### Requirement
Exactly repeat the full listing that follows.

### Records supplied

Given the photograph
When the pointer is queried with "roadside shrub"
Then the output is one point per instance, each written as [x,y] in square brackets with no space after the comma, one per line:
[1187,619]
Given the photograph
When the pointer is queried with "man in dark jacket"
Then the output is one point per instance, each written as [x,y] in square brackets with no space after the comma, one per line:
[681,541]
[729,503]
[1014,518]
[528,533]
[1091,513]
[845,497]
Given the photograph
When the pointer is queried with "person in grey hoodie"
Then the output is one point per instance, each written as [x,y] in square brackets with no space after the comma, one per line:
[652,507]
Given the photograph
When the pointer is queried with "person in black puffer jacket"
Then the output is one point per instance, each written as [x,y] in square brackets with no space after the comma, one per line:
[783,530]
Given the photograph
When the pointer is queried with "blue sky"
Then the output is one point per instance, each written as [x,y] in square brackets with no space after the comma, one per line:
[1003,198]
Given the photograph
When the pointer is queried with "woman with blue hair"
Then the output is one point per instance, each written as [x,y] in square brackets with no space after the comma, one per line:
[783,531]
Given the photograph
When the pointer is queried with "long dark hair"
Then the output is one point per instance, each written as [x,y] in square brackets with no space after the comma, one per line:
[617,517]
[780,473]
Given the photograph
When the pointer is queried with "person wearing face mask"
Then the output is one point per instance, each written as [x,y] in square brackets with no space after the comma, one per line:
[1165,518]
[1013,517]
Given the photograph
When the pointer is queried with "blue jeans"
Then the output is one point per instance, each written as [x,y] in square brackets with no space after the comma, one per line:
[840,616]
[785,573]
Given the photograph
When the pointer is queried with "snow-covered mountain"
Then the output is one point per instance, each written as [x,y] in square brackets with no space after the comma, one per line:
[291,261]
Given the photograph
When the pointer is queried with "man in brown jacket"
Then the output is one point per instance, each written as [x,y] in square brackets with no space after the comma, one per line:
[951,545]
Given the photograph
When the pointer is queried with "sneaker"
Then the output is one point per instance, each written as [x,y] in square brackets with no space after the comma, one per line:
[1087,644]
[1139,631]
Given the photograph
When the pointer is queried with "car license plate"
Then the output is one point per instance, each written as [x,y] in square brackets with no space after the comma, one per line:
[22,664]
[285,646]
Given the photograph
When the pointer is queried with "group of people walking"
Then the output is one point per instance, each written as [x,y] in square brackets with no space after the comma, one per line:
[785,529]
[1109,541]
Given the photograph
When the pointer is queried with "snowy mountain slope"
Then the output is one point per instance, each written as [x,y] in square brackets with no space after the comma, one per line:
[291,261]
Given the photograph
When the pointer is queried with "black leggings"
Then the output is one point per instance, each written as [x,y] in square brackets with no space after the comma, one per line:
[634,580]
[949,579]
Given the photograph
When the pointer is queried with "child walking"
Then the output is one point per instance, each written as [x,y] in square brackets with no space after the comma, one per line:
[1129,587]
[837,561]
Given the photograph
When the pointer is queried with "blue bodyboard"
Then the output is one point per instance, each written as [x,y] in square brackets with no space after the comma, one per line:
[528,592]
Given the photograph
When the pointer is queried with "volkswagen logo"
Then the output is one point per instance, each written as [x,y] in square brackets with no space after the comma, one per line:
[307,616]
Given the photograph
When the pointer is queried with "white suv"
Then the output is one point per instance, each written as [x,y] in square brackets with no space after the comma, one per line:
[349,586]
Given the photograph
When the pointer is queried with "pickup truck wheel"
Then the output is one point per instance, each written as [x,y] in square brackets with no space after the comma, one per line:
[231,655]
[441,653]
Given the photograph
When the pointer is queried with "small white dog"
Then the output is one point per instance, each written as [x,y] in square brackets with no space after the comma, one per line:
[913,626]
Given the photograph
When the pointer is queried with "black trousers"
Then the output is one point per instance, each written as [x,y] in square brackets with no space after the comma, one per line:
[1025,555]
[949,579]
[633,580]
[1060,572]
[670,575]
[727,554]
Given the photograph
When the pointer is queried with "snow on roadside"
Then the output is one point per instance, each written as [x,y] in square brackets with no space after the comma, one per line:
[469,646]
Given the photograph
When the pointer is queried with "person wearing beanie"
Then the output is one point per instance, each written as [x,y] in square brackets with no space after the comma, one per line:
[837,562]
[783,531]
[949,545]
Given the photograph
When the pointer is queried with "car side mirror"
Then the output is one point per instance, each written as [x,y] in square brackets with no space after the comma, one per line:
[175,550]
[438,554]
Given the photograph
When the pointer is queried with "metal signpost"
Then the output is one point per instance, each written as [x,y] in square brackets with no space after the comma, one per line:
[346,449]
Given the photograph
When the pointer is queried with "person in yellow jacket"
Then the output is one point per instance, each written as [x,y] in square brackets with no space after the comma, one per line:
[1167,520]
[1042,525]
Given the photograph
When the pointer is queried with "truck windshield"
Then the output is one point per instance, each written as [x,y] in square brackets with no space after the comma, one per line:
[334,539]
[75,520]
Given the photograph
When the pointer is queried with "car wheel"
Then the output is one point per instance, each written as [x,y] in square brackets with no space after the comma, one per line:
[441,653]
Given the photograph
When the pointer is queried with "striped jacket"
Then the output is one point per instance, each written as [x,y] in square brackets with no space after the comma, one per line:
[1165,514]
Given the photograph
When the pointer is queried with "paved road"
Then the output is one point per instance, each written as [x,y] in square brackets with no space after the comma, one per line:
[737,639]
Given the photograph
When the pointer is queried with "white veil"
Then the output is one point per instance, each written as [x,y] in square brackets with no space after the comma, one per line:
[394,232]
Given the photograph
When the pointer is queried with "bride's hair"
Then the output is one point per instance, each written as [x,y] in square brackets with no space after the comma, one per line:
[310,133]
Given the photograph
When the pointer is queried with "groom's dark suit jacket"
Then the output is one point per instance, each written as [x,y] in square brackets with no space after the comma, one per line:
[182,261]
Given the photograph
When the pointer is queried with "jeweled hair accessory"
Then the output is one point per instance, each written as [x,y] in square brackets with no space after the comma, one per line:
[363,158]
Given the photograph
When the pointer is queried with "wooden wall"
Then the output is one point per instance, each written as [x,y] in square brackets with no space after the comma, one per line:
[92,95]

### Task solution
Given the photograph
When the pointer is queried with "roadside shrub"
Then the output is one point per instance, each written as [x,y] in square brackets with no space after the comma, one per line:
[1187,619]
Given the photograph
When the pointer is queried with "man in dark jacket"
Then the output is one point per instance, each written as [x,y] in square brackets with no space after the comma, one per line:
[681,541]
[729,503]
[1014,518]
[528,533]
[1091,513]
[845,497]
Given the photograph
When the pointer is queried with "person in grey hoodie"
Then the output is one point per instance, each written as [x,y] in square brackets with no space after the comma, one per line:
[652,507]
Given the photograph
When the pointer is queried with "person in black puffer jacket"
Then the output is one point per instance, each written as [x,y] in square brackets with no space after the comma, one per line:
[783,530]
Given the photograph
When the pointer is queried with "blue sky"
Then the output is one point per instance, each written as [x,y] in square brackets with no space after the comma, one per line:
[1003,198]
Given the photograph
When the pointer is queried with "woman with blue hair"
Then the output is one point per instance, each written as [x,y] in square brackets with no space after the comma, one per line:
[783,531]
Given the photograph
When the pointer is queried with "long dark hair"
Then the output is one point per instance, each written as [x,y] in square brackets with no space after the comma, one per line:
[617,517]
[780,473]
Given the photograph
When the pointer is queried with "person wearing face mask"
Then the output is one point per instance, each written as [x,y] in square brackets with no space after the comma, one per line:
[1165,518]
[1013,517]
Given the photograph
When the pointer is queried with "blue jeans"
Then the output is one point per instance, each written as [x,y] in square brackets with no space after the comma, one per line:
[840,616]
[785,573]
Given the photograph
When the pointer is queried with "snow-covered mountain"
Then the output is one point per instance, each written as [x,y] in square brackets with no space after the comma, one per line:
[291,261]
Given the photograph
When the pointer is queried with "man in brown jacket"
Then the output is one point per instance, each written as [x,y] in square brackets with no space after the comma, one per line:
[951,545]
Given the photograph
When the pointer is queried with "sneaker"
Then the output is one point per instance, each written as [x,y] in square brackets with no space after the comma, one per line:
[1087,644]
[1139,631]
Given the photograph
When the pointer is queried with "car license plate"
Then the output is one point per instance, each written as [x,y] in square brackets with no space after the comma, one per line:
[22,664]
[285,646]
Given the photograph
When the pointer is queried with "group of people walking"
Then the output is one point per instance, each written as [x,y] in square brackets with no space after the comma, one per line:
[785,529]
[1109,541]
Given the photograph
When the pointer is queried with "snowy mountain slope"
Then the output is one point per instance, each written as [x,y] in square brackets with no space after the comma, one per line:
[291,261]
Given the photograph
When the pointer is queried with "black leggings"
Then the output is one point per instance, each written as [x,y] in square brackets with no space after the comma, one per line:
[634,580]
[949,579]
Given the photograph
When the pointer is queried with "child walking"
Then the output is one point per instance, each written as [x,y] in square brackets with no space after the comma, one per line:
[1129,587]
[837,561]
Given the photograph
When the pointer is queried with "blue bodyboard"
Then the output is one point per instance, each written as [x,y] in square brackets with no space after the comma, one per line:
[528,592]
Given the photograph
When the pointer is queried with "volkswagen logo"
Then the output is one point per instance, each written as [x,y] in square brackets with no space after the comma, one per line:
[307,616]
Given the photograph
When the pointer is queried with "white suv"
Then the output is one point per instance, each written as [x,y] in square brackets with no space after the comma, one per line:
[349,586]
Given the photograph
When the pointer is queried with "pickup truck wheel"
Then the output is one point per instance, each written as [x,y] in square brackets with no space after the comma, one per line:
[231,655]
[441,653]
Given the photograph
When the pointer is queried with "small white dog"
Then the output is one point per instance, each written as [x,y] in square brackets with no space after the comma, one per line:
[913,626]
Given the photograph
When the pointer is queried with "black trousers"
Then the output is one point per instance, each written as [x,y] in square brackets with no space after the comma, one per line:
[1025,555]
[949,579]
[633,580]
[1060,572]
[670,575]
[727,554]
Given the photograph
When the pointer is queried with "snow on roadside"
Then the output is one point per instance, each written as [x,y] in square brackets with no space after the comma, one per line:
[469,646]
Given the photograph
When the pointer is queried with "person wearing beanie"
Then the output is one point per instance, each written as [x,y] in square brackets with no space after the comma, one per line:
[837,562]
[783,531]
[949,545]
Given the photograph
When the pointer is queried with "car side mirror"
Then the output is one point per instance, each written as [x,y] in square brackets with no space after the comma, one per line:
[175,550]
[438,554]
Given the photograph
When the pointer is queried with "metal signpost"
Then the output is one point per instance, each written as [x,y] in square brackets with no space after the comma, one per line:
[346,449]
Given the photograph
When the pointer is queried with "person in yellow jacket"
Then the output is one point per instance, each written as [x,y] in square brackets with no space after the comma, one per line:
[1167,520]
[1042,525]
Given the photograph
When the pointer is queried with "truck windshield"
Then the output is one point per instance, each written as [x,y] in square brackets with no space after the comma, one per line:
[334,539]
[75,520]
Given the photograph
When the pointer is queried with "car wheel"
Then the output is one point per instance, each written as [x,y] in square brackets with no space after the comma, one per line:
[441,653]
Given the photograph
When the pointer is queried with "striped jacket"
Then the output is one point per instance, each written as [x,y] in square brackets with no space after the comma, one per line:
[1165,514]
Given the photograph
When the pointer is queried with "paved road"
Then the output is one point per instance, each written as [x,y] in square brackets with no space after the comma, one per line:
[737,639]
Given the photograph
When the pointer is queried with "white veil"
Then the output is one point per instance, each written as [x,y] in square brackets with no space after the comma, one per line:
[394,232]
Given the photograph
When the pointer is queried with "bride's hair"
Then the output is one point per instance, each written as [x,y] in square brackets with no space after the comma, one per line:
[310,133]
Given the photograph
When the pointer is queried with "groom's dark suit jacket"
Then the output is one point per instance, each written as [x,y] in square brackets with no space after the comma, one per line:
[182,261]
Given the photograph
When the pointer is queried with "jeweled hair accessory"
Then the output is one point per instance, each written as [x,y] in square brackets with no space after the comma, one per line:
[363,158]
Given the photograph
When the pointer is queried with "wooden wall"
Then the output is one point per instance, each written as [x,y] in square brackets with no space after the comma, one per line:
[92,95]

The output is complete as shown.